-- BEGIN --

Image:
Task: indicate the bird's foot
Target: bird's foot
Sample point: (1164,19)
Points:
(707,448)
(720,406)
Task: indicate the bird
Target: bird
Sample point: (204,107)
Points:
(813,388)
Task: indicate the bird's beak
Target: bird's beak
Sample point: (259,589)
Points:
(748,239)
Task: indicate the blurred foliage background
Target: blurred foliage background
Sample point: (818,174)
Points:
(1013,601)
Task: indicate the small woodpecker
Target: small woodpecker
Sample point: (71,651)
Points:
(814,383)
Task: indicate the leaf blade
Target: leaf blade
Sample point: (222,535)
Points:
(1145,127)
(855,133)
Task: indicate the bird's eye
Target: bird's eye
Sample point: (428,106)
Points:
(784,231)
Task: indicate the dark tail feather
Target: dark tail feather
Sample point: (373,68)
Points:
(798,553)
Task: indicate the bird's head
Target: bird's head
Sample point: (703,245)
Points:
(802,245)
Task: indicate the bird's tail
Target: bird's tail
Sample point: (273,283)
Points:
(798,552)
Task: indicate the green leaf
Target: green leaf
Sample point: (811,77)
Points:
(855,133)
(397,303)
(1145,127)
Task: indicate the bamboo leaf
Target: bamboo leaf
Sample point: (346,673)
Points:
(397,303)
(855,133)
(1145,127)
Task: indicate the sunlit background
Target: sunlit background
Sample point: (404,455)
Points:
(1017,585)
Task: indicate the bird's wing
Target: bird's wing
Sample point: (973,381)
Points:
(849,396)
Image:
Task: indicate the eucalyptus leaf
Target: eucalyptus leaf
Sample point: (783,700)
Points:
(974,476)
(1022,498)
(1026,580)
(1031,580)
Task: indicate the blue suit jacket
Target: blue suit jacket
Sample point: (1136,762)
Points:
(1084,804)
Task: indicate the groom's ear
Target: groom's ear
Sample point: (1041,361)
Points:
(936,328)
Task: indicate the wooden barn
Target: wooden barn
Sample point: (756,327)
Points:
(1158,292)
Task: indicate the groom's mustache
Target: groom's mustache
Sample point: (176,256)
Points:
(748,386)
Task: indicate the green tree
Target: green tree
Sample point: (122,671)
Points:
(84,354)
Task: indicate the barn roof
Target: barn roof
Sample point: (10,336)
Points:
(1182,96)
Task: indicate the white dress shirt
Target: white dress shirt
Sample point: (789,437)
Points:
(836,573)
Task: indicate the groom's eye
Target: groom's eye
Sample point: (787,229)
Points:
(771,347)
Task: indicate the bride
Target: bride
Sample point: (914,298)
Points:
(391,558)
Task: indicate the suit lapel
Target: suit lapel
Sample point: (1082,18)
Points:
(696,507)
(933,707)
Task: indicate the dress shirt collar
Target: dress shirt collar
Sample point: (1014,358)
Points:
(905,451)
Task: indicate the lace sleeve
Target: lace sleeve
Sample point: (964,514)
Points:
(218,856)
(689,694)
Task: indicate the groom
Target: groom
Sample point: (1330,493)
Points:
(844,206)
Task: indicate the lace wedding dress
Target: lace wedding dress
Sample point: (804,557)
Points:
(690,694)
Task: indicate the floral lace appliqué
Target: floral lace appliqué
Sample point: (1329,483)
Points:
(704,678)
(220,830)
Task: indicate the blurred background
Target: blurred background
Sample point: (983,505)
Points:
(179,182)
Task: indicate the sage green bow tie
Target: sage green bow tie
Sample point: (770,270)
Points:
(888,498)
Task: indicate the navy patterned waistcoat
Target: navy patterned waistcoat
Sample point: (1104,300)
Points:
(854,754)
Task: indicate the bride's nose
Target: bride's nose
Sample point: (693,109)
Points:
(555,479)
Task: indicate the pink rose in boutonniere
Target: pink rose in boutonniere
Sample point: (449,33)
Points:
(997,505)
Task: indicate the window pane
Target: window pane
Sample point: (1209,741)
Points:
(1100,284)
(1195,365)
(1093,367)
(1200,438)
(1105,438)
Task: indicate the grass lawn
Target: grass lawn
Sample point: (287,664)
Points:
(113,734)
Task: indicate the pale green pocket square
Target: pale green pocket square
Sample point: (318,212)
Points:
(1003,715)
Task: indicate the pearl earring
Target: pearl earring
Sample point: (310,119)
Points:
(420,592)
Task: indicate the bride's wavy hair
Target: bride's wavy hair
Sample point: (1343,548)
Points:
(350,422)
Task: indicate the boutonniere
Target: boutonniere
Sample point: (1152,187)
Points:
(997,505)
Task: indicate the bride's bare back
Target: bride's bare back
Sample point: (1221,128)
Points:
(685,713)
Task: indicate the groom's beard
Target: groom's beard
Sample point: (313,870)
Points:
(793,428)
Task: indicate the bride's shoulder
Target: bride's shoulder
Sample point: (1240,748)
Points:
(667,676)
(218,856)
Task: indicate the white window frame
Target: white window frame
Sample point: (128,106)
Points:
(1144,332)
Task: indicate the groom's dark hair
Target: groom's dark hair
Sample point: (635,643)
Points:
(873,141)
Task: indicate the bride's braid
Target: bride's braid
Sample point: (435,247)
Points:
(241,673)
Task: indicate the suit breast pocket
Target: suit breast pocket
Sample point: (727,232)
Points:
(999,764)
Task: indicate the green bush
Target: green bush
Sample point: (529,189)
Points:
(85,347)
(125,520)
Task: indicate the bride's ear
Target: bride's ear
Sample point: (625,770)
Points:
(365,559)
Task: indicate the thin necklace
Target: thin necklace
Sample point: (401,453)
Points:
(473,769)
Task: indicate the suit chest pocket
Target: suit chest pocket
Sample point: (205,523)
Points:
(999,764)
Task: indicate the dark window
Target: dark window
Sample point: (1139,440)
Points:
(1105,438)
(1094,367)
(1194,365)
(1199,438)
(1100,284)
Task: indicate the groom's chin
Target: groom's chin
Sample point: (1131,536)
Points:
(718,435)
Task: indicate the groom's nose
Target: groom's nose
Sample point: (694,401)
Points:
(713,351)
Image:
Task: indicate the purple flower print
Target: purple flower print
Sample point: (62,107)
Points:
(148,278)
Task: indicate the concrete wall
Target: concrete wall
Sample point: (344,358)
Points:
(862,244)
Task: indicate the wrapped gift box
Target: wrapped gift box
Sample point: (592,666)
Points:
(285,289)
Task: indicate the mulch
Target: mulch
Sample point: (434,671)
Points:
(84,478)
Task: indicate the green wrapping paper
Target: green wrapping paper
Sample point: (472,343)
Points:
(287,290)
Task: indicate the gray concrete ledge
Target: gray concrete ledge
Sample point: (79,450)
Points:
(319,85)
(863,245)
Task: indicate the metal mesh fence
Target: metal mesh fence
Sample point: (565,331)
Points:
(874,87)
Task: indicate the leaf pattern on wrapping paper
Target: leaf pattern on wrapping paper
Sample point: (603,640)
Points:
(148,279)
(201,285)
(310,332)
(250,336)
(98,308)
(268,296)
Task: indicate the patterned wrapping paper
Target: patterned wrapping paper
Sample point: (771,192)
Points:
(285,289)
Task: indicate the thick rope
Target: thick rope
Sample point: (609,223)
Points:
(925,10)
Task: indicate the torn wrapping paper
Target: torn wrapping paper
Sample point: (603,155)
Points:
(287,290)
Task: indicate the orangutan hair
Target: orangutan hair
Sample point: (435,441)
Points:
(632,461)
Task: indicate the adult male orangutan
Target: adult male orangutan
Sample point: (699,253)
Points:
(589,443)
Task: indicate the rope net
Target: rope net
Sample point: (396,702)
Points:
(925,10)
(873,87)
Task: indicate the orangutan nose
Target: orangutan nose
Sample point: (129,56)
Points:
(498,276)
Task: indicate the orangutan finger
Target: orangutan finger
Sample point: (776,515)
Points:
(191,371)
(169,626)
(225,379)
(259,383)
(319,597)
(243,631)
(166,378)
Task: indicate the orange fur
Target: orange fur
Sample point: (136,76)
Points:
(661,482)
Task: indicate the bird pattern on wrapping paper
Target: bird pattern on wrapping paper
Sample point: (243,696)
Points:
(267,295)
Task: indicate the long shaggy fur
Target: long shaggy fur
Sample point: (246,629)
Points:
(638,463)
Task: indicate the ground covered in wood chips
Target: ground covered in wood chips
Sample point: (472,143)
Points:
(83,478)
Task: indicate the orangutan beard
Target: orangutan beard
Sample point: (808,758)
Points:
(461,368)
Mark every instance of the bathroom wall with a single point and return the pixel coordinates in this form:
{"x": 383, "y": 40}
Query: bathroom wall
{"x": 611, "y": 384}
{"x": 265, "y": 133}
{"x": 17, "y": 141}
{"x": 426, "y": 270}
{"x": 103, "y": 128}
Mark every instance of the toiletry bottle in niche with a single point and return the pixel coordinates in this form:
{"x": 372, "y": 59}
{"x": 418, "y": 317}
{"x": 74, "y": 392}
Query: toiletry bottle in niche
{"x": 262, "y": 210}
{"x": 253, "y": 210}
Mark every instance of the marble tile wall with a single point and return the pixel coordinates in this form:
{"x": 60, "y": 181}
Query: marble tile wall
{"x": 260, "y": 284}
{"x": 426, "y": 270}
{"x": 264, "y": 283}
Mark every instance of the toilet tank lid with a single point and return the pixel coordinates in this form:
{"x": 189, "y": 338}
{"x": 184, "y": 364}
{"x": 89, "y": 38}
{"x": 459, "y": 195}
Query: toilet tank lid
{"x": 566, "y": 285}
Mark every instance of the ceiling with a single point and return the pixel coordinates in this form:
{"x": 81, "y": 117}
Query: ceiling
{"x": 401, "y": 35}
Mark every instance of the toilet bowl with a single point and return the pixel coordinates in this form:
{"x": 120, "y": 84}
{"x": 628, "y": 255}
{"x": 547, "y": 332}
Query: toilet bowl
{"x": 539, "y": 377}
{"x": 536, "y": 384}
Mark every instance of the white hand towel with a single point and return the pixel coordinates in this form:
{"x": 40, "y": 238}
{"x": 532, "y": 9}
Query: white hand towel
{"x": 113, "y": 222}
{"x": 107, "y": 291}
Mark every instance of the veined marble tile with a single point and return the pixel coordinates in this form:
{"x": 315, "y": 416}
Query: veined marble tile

-- END --

**THE REQUEST**
Reproduce every line of the data between the line holding "Mark every instance of the toilet bowl" and the end of the data, inclusive, shifting each x and y coordinate in the answers up by 36. Leave all other lines unchanged.

**RESULT**
Mark every instance of the toilet bowl with a single point and return the pixel coordinates in this form:
{"x": 120, "y": 84}
{"x": 628, "y": 255}
{"x": 547, "y": 332}
Query: toilet bowl
{"x": 575, "y": 413}
{"x": 572, "y": 420}
Mark every instance of the white hand towel with a single point and return the pixel coordinates in this form:
{"x": 40, "y": 238}
{"x": 532, "y": 9}
Query: white hand towel
{"x": 149, "y": 258}
{"x": 143, "y": 327}
Mark every instance of the veined marble tile with a single point and return the pixel coordinates in this form:
{"x": 315, "y": 416}
Query: veined marble tile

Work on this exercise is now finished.